(TASK TO CARRY OUT): Reproduce all of the rows below word for word, leaving out the pictures.

(DATA ROWS):
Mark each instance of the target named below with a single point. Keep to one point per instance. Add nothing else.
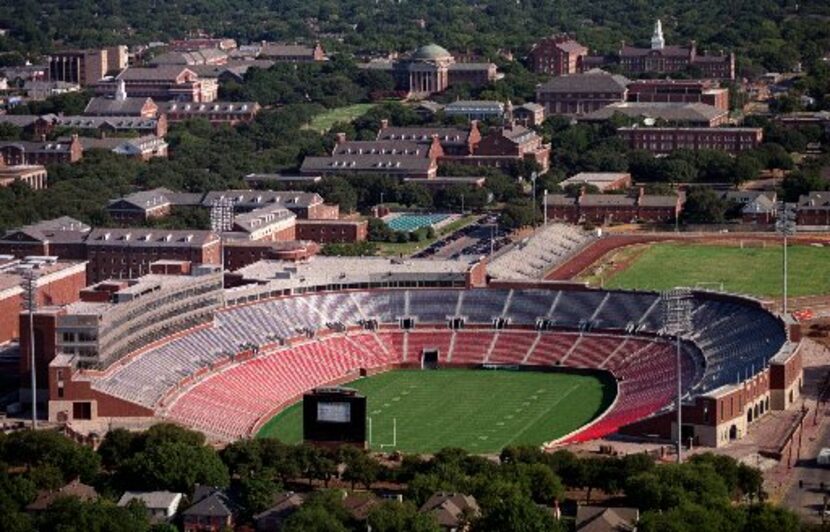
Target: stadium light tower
(533, 177)
(677, 319)
(29, 285)
(221, 220)
(785, 225)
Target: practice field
(479, 410)
(750, 270)
(324, 121)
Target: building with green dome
(431, 69)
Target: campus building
(614, 208)
(164, 82)
(431, 69)
(559, 55)
(663, 59)
(578, 94)
(662, 140)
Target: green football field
(479, 410)
(751, 270)
(324, 121)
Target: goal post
(394, 443)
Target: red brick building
(578, 94)
(127, 253)
(61, 237)
(558, 55)
(665, 140)
(58, 283)
(164, 82)
(663, 59)
(44, 152)
(332, 231)
(507, 146)
(240, 253)
(231, 113)
(33, 175)
(724, 415)
(678, 91)
(614, 208)
(292, 53)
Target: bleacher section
(199, 379)
(534, 257)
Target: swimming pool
(411, 222)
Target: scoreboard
(334, 416)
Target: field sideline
(753, 270)
(480, 410)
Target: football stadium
(447, 352)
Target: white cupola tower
(121, 91)
(657, 41)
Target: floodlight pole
(221, 220)
(533, 177)
(677, 318)
(786, 225)
(29, 285)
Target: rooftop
(431, 52)
(670, 112)
(592, 81)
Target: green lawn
(323, 122)
(752, 270)
(479, 410)
(393, 249)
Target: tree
(544, 486)
(49, 448)
(379, 231)
(414, 195)
(257, 493)
(322, 512)
(361, 468)
(173, 465)
(72, 515)
(703, 205)
(516, 513)
(392, 516)
(516, 215)
(116, 447)
(801, 182)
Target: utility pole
(29, 285)
(677, 320)
(786, 226)
(533, 177)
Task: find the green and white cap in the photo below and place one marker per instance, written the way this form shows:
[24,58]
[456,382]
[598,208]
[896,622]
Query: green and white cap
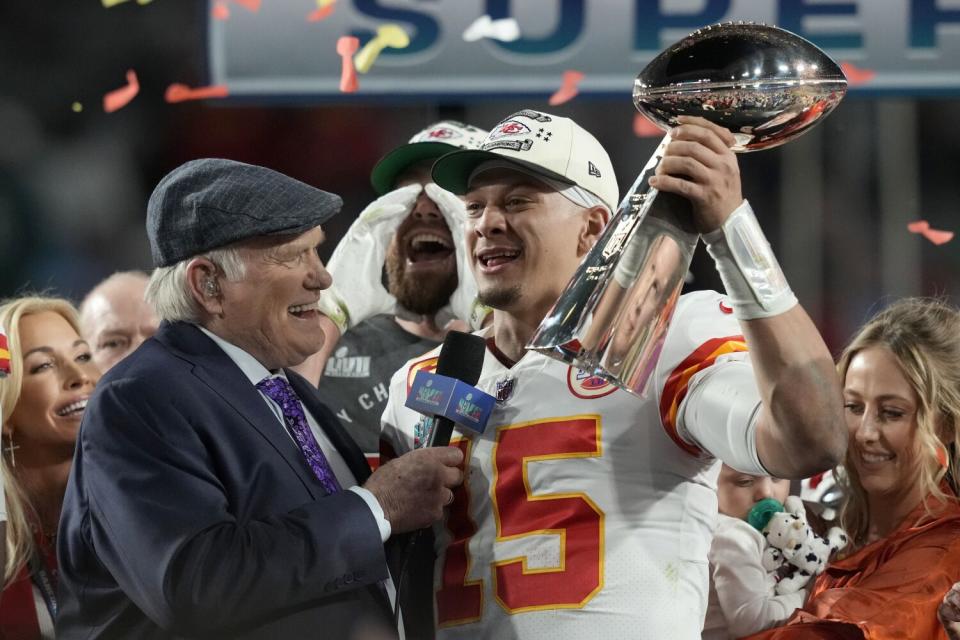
[436,140]
[554,147]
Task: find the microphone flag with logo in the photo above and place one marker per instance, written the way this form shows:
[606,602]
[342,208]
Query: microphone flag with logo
[448,395]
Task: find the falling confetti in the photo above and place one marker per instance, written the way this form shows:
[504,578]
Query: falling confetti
[855,75]
[180,92]
[644,128]
[346,47]
[388,36]
[505,29]
[220,11]
[112,3]
[118,98]
[321,13]
[568,88]
[936,236]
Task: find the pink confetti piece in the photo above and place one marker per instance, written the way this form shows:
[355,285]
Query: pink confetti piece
[119,98]
[220,11]
[346,47]
[322,13]
[180,92]
[855,75]
[936,236]
[568,88]
[250,5]
[643,128]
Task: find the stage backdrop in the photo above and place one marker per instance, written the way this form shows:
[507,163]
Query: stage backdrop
[273,49]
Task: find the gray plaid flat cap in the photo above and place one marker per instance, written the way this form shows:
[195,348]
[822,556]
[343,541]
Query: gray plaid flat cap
[209,203]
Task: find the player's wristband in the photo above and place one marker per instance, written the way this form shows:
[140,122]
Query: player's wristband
[750,272]
[333,306]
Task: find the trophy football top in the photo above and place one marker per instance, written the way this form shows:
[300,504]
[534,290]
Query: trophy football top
[765,84]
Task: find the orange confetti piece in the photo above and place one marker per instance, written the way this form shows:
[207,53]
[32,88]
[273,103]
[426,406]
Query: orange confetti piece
[220,11]
[118,98]
[568,88]
[180,92]
[346,47]
[644,128]
[321,13]
[855,75]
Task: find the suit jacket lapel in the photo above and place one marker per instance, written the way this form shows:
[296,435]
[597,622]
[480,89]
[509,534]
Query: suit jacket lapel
[216,370]
[331,426]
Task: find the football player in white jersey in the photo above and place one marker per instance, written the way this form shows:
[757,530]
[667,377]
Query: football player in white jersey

(RESPONSE):
Mark each instance of the target named below with a single point. Keep to one point per instance. Add nothing else.
Target: stadium light tower
(533, 177)
(677, 319)
(29, 285)
(221, 220)
(785, 225)
Target: practice field
(479, 410)
(750, 270)
(324, 121)
Target: building with green dome
(431, 69)
Target: campus building
(614, 208)
(164, 82)
(431, 69)
(559, 55)
(663, 59)
(578, 94)
(662, 140)
Target: green football field
(479, 410)
(751, 270)
(324, 121)
Target: goal post
(394, 443)
Target: red brick building
(578, 94)
(127, 253)
(61, 237)
(558, 55)
(665, 140)
(58, 283)
(164, 82)
(663, 59)
(44, 152)
(332, 231)
(507, 146)
(240, 253)
(231, 113)
(33, 175)
(724, 415)
(678, 91)
(614, 208)
(292, 53)
Target: bleacher section
(199, 379)
(534, 257)
Target: swimming pool
(411, 222)
Target: scoreboard
(334, 416)
Target: field sideline
(753, 270)
(480, 410)
Target: football stadium
(447, 352)
Target: white cupola tower
(121, 91)
(657, 41)
Target: floodlight pole
(221, 220)
(533, 177)
(677, 318)
(786, 225)
(29, 285)
Target: rooftop
(431, 52)
(670, 112)
(592, 81)
Target: green lawn
(323, 122)
(752, 270)
(479, 410)
(393, 249)
Target: tree
(544, 486)
(49, 448)
(379, 231)
(414, 195)
(257, 493)
(322, 512)
(361, 468)
(173, 465)
(72, 515)
(703, 205)
(516, 513)
(392, 516)
(516, 215)
(116, 447)
(801, 182)
Target: utility pole
(29, 285)
(677, 320)
(786, 226)
(533, 177)
Task: find the green and white cap in the photo below and place one marker per instance, written the way this form shows:
[24,58]
[456,382]
[598,208]
[896,622]
Query: green and white cap
[436,140]
[554,147]
Task: find the microphone flag with logo in the photo above and place one marker per instance, written the way this form shows:
[606,602]
[342,208]
Query: microphone flag with logo
[448,395]
Task: find the falling confetti in the photo above and place one marker per instance, written the way this form shows:
[504,578]
Query: falling confetti
[855,75]
[180,92]
[644,128]
[346,47]
[388,36]
[505,29]
[220,11]
[112,3]
[118,98]
[321,13]
[568,88]
[936,236]
Task: find the pink confetti piece in the photo above and place one marker per instance, written the way this form shows:
[355,285]
Query: pink confetti piece
[119,98]
[220,11]
[346,47]
[322,13]
[180,92]
[855,75]
[936,236]
[568,88]
[250,5]
[643,128]
Task: find the stage backdrop in the photo above and place one marker per instance, written the way this form shows:
[507,163]
Query: stage backdrop
[273,49]
Task: find the gray plaid flat cap in the photo above and place one marker per instance, written the way this form shows:
[195,348]
[822,556]
[343,541]
Query: gray plaid flat cap
[209,203]
Task: find the player's wristband in the photo above and place one marker per instance, written the way this form shows:
[140,122]
Query: player's wristband
[750,272]
[333,306]
Task: find the trophy football top in the photo above and place one marker per instance, written the way this form shows:
[300,504]
[534,290]
Query: trophy football top
[765,84]
Task: find the orange confetti piece in the photo above and place one marker per instance, written the way this form shows:
[207,53]
[32,88]
[273,103]
[426,406]
Query: orange confetti piece
[220,11]
[118,98]
[568,88]
[180,92]
[346,47]
[644,128]
[321,13]
[855,75]
Task: find the suit jacket lapel in the photo above and place one marker per instance, written the way this form shows:
[296,435]
[597,622]
[480,89]
[509,534]
Query: suit jacket lapel
[216,370]
[331,426]
Task: find the football player in white jersey in the photo above and place one marker per instance, written the way this form shows:
[757,530]
[667,377]
Query: football player in white jersey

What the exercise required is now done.